▶ **What to do**
Lines of the data that contain the word "below" are the ones to copy.

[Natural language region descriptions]
● ● ●
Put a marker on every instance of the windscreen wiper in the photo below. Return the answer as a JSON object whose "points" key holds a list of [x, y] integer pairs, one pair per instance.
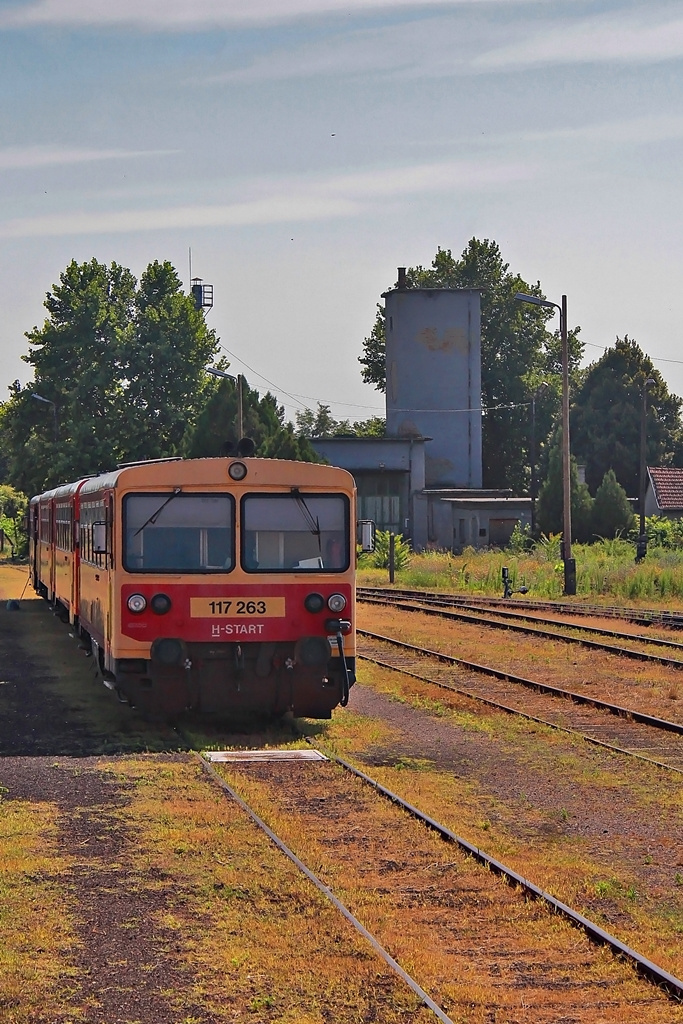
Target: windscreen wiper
{"points": [[155, 515], [311, 521]]}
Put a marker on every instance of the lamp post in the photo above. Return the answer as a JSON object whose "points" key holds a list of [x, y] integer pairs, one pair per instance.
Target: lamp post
{"points": [[48, 401], [569, 563], [641, 548], [238, 380], [532, 454]]}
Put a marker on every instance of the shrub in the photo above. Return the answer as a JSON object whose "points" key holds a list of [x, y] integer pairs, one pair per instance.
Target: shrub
{"points": [[611, 510], [380, 557]]}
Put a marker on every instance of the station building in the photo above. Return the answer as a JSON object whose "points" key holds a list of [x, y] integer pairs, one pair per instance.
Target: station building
{"points": [[423, 479]]}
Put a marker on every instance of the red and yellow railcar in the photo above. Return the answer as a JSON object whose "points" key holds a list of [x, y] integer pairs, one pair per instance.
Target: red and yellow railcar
{"points": [[216, 585]]}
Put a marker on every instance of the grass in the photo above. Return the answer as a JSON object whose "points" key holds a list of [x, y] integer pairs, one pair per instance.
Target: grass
{"points": [[257, 938], [648, 686], [605, 572], [450, 907], [36, 934], [538, 840]]}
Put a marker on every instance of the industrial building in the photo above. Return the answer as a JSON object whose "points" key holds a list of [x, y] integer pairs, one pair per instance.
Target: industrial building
{"points": [[423, 479]]}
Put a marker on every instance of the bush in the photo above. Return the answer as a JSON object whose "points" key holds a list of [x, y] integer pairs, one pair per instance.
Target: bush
{"points": [[612, 514], [13, 507], [380, 557]]}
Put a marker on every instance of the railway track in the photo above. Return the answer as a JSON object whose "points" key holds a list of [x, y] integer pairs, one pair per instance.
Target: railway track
{"points": [[497, 619], [460, 915], [641, 616], [624, 730]]}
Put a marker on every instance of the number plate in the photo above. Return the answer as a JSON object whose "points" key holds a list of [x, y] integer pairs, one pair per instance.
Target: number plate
{"points": [[237, 607]]}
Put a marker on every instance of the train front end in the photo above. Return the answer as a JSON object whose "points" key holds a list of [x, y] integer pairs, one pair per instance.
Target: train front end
{"points": [[235, 590]]}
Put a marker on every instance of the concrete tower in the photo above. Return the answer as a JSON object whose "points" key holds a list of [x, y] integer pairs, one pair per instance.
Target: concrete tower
{"points": [[433, 368]]}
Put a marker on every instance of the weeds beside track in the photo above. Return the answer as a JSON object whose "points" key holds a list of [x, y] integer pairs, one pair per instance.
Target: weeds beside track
{"points": [[437, 913]]}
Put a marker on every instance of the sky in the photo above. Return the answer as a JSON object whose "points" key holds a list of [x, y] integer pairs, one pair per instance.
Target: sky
{"points": [[302, 150]]}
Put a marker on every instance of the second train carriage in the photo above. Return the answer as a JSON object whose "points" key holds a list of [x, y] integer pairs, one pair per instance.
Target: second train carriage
{"points": [[217, 585]]}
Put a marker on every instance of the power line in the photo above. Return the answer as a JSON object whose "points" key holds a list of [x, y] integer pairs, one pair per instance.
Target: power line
{"points": [[345, 404], [654, 358]]}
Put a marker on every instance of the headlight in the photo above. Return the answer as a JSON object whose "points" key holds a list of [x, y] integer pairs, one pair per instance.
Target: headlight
{"points": [[161, 603], [237, 470]]}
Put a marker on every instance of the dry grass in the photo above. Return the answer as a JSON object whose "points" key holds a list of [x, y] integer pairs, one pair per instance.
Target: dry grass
{"points": [[258, 938], [644, 686], [36, 936], [478, 946], [569, 782]]}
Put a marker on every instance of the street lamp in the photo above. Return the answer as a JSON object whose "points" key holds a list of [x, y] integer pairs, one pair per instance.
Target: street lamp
{"points": [[569, 563], [532, 454], [641, 548], [48, 401], [239, 381]]}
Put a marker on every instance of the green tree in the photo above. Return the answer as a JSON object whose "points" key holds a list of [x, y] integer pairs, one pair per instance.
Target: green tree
{"points": [[162, 367], [323, 424], [263, 421], [123, 367], [606, 416], [13, 507], [611, 510], [549, 511], [517, 352]]}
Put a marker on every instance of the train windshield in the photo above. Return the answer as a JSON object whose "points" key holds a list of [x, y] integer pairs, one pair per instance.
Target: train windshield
{"points": [[178, 532], [295, 532]]}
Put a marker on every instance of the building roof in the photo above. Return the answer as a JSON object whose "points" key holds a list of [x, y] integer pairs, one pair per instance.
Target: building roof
{"points": [[668, 486]]}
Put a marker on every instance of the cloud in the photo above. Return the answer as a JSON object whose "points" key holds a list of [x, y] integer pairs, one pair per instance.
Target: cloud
{"points": [[646, 37], [640, 131], [25, 158], [443, 46], [177, 14], [427, 47], [288, 201]]}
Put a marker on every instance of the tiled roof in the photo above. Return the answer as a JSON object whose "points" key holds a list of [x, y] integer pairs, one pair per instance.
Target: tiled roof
{"points": [[668, 484]]}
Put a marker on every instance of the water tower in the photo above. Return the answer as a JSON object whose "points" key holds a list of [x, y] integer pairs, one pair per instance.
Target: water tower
{"points": [[433, 368]]}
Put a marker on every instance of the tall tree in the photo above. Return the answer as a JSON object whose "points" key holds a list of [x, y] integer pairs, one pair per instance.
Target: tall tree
{"points": [[163, 363], [263, 421], [121, 367], [606, 417], [517, 352], [323, 424]]}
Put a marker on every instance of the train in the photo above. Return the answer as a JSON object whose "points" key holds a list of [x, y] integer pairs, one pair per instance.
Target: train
{"points": [[222, 586]]}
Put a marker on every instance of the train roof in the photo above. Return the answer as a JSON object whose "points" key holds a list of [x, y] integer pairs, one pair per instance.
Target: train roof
{"points": [[214, 472]]}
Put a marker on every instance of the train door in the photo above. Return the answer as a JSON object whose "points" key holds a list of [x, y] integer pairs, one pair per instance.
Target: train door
{"points": [[34, 521]]}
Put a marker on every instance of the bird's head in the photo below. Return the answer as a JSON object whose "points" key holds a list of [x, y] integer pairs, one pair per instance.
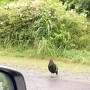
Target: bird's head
{"points": [[50, 61]]}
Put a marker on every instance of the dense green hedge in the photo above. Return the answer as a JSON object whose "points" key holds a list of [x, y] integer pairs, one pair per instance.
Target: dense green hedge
{"points": [[47, 24]]}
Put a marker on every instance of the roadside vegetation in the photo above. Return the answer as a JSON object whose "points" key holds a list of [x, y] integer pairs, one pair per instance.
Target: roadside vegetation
{"points": [[46, 29]]}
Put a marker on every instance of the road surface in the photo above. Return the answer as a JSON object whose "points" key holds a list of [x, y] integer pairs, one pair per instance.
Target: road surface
{"points": [[66, 80], [41, 80]]}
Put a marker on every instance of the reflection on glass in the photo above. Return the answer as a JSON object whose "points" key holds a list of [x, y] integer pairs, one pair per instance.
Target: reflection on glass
{"points": [[5, 82]]}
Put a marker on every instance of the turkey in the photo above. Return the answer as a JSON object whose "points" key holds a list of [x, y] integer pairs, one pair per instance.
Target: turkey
{"points": [[52, 67]]}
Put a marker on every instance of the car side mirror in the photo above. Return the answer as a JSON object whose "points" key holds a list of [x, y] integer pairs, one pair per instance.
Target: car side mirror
{"points": [[11, 80]]}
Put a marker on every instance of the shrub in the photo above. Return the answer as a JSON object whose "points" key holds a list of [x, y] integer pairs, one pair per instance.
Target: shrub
{"points": [[27, 26]]}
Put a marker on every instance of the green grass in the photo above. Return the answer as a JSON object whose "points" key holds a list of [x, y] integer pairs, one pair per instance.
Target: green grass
{"points": [[69, 60], [72, 56]]}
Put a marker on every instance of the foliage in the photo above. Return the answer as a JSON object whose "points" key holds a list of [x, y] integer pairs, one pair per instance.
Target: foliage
{"points": [[81, 5], [46, 27]]}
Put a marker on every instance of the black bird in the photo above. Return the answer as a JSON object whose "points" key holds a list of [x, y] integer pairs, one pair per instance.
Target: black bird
{"points": [[52, 67]]}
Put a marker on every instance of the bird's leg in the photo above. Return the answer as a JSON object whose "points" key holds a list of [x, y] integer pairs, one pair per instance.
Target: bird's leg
{"points": [[51, 75]]}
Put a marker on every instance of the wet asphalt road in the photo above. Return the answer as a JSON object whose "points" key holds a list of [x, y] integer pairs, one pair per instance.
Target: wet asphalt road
{"points": [[66, 80], [39, 80]]}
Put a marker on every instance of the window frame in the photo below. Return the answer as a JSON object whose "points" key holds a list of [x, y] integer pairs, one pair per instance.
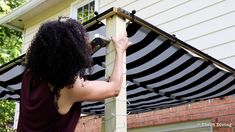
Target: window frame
{"points": [[80, 3]]}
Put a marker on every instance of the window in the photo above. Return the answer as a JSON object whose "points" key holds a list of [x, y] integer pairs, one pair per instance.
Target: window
{"points": [[83, 10]]}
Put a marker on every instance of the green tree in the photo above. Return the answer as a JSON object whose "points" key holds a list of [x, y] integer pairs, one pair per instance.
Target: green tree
{"points": [[10, 43]]}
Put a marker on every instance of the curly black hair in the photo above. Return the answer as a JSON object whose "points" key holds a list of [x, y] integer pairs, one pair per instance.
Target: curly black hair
{"points": [[60, 52]]}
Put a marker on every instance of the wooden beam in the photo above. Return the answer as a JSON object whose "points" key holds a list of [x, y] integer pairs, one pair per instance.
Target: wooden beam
{"points": [[115, 108]]}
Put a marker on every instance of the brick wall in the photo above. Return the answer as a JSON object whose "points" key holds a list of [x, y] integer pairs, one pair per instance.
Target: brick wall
{"points": [[220, 111]]}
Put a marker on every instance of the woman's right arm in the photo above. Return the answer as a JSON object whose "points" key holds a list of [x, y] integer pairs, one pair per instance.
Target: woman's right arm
{"points": [[99, 90]]}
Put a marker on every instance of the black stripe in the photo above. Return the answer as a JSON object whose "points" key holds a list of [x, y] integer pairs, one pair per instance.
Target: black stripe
{"points": [[195, 83], [149, 56], [147, 99], [211, 85], [96, 75], [183, 78], [14, 80], [228, 85], [150, 37], [164, 105], [159, 66], [138, 94], [95, 26], [170, 73], [98, 60], [149, 103], [92, 104], [132, 29]]}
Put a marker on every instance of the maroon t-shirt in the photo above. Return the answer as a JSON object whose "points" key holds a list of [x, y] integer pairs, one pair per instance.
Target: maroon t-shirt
{"points": [[38, 111]]}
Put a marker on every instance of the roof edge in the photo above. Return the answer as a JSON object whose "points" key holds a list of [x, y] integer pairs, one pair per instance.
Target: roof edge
{"points": [[18, 12]]}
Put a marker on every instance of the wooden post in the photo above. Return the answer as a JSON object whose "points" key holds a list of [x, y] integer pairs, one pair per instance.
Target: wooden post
{"points": [[115, 108]]}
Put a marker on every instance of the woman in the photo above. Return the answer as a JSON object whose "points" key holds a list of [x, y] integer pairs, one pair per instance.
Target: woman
{"points": [[54, 83]]}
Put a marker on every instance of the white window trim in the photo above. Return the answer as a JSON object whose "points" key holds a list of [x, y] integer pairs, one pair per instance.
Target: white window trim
{"points": [[80, 3]]}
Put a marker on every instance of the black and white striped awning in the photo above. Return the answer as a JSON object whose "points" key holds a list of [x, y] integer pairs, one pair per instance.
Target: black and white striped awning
{"points": [[162, 71]]}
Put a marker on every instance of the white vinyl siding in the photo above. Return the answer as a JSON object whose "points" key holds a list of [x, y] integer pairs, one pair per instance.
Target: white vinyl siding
{"points": [[207, 25]]}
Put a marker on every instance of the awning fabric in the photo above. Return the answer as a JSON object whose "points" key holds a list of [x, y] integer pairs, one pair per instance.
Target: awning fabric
{"points": [[160, 73]]}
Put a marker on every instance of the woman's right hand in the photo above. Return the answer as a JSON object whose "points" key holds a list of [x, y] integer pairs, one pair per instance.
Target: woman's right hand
{"points": [[121, 43]]}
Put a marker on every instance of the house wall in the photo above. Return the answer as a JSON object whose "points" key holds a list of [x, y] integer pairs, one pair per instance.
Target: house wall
{"points": [[32, 25], [219, 112], [208, 25]]}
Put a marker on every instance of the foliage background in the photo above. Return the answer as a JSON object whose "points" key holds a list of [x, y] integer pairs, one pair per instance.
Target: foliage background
{"points": [[10, 43]]}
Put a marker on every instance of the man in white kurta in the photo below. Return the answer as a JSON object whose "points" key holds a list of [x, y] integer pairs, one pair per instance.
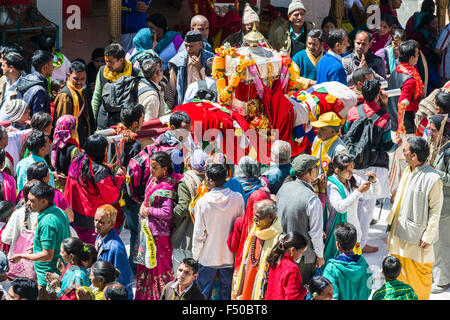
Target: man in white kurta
{"points": [[414, 219]]}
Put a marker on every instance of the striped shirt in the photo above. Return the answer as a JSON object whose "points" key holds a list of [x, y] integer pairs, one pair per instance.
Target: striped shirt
{"points": [[443, 45]]}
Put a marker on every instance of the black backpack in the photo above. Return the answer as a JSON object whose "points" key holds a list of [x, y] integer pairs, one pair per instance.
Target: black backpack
{"points": [[364, 138], [123, 91], [205, 93]]}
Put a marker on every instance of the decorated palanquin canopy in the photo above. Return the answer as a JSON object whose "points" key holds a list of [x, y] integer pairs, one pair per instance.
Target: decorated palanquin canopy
{"points": [[253, 81]]}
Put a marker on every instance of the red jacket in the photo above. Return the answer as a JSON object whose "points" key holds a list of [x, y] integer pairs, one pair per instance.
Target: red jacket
{"points": [[284, 281]]}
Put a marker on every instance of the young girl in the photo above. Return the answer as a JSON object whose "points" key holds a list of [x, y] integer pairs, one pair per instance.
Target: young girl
{"points": [[102, 273], [284, 281], [344, 190], [156, 220], [320, 288], [73, 253]]}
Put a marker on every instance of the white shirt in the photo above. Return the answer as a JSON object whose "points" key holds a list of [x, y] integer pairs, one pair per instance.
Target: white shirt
{"points": [[215, 214], [442, 44]]}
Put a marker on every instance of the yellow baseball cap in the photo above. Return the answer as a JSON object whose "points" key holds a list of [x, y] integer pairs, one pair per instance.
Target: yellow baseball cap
● ● ●
▶ **Solution to the problem**
Put a marker on every instance of the windscreen wiper in the photo below. Return the answer as a JSON object whose "points" key holds a list of [x, y] integer pairs, one pair per instance.
Put a marker on every instance of the bird's head in the photo below. Return the answer as a JSON object whose "points" key holds a list of [x, y] integer pairs, one pair per instance.
Put a marker on every instance of the window frame in the photo below. Return the answer as a JSON object whose "points" key holds a list of [x, y] integer pairs, one pair per instance.
Put a marker on every instance of the man in white kurta in the photo below. Return the answer as a JSON object whose "points" key holds a list of [x, y] integer pairs, one pair per instance.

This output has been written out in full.